= PASSAGE SHOWN =
In due course, these ads are expected to roll out to all of AT&T’s video services, including AT&T TV NOW. Some AT&T video customers might have already seen these ads in action.

Paused ads are exactly what they sound like. Ads that are show to the public when the viewer pauses the content. The idea here is to provide a way to deliver ads that doesn’t, or minimally impacts on the viewing experience. That is, an ad that does not interrupt the video, but one that is shown when the viewer chooses to interrupt the video.

In a recent interview with Xandr CEO, Brian Lesser, it become clear these ads are already being sold to advertisers. In some cases, the ads have already been shown on select AT&T video services, including DIRECTV. Xandr is an advertising company owned by AT&T.

AT&T not the only one invested in paused ads

AT&T is not the only video provider that’s currently working with paused ads. Hulu is too. Unlike AT&T’s approach which actually plays a video while the content is paused, Hulu has so far opted to show a static image. In this sense, Hulu’s paused ads are more similar to a billboard advertisement that overlays the pause screen with a reference to a company, product or both.

Companies like AT&T and Hulu are turning to these newer and more novel ad delivery methods as a means to stem the lack of ad space in modern video. With more consumers now opting to watch content on-demand or via DVR, video providers are finding they have less ad space to sell. This has not only resulted in the price of ads going up, but also the need to come up with new ways to deliver ads. Paused ads appears to be one of the more popular approaches so far, although it is certainly not the only one.

= DATA EXCERPT =
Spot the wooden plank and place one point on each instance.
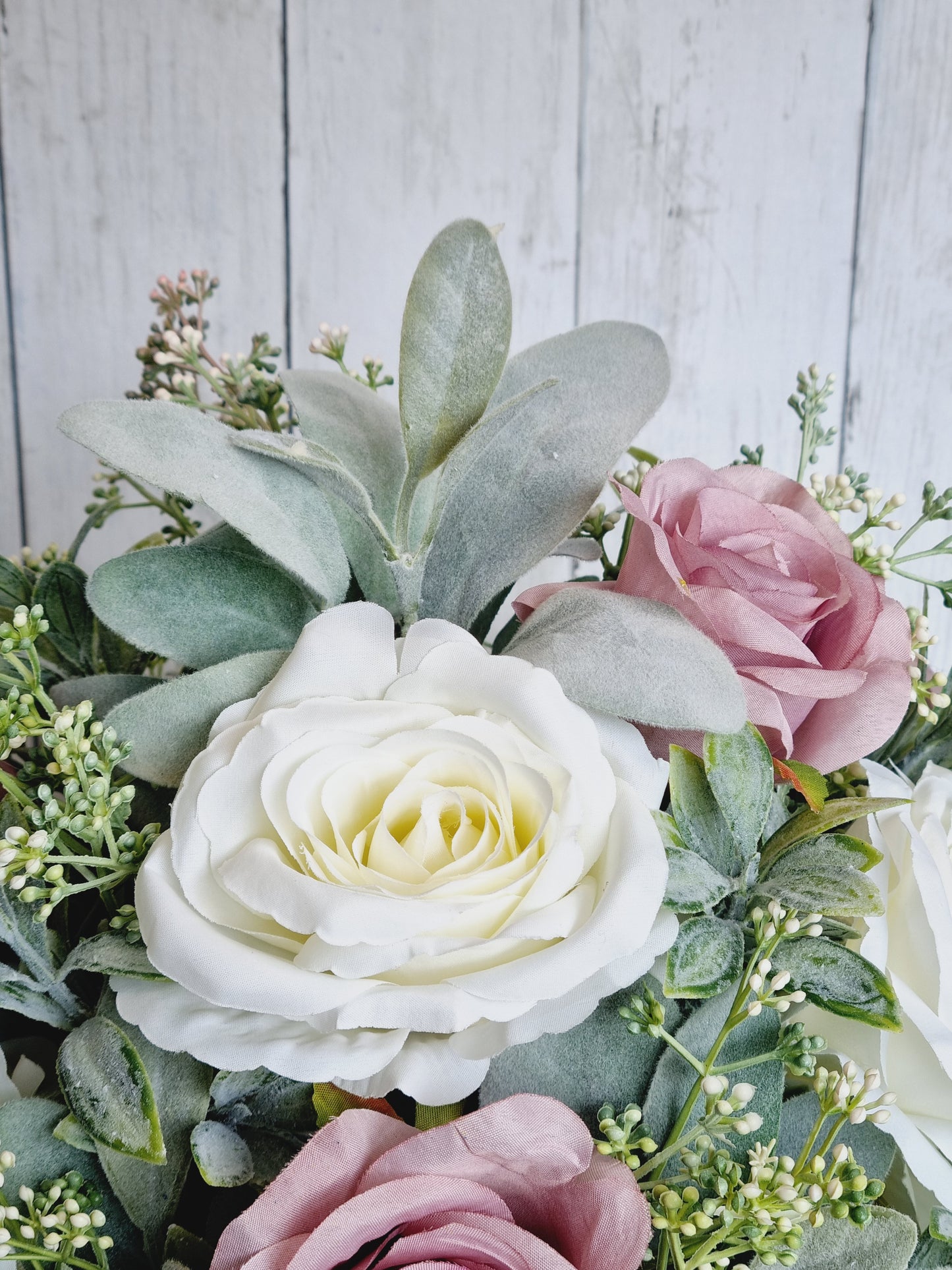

= PROBLEM STATEMENT =
Pick up the article on paused video ads after its final sentence and keep writing it.

= OUTPUT =
During the interview, Lesser explained AT&T’s video ads will commence once the content has been paused for 30 seconds. While these ads are labeled as non-intrusive they’re still more intrusive than Hulu’s version. For example, the video not only automatically plays, but does so with full volume.

Lesser also explained more details on AT&T’s paused ads will be released during CES 2020. The consumer technology event is due to take place in Las Vegas between January 7 and January 10, 2020.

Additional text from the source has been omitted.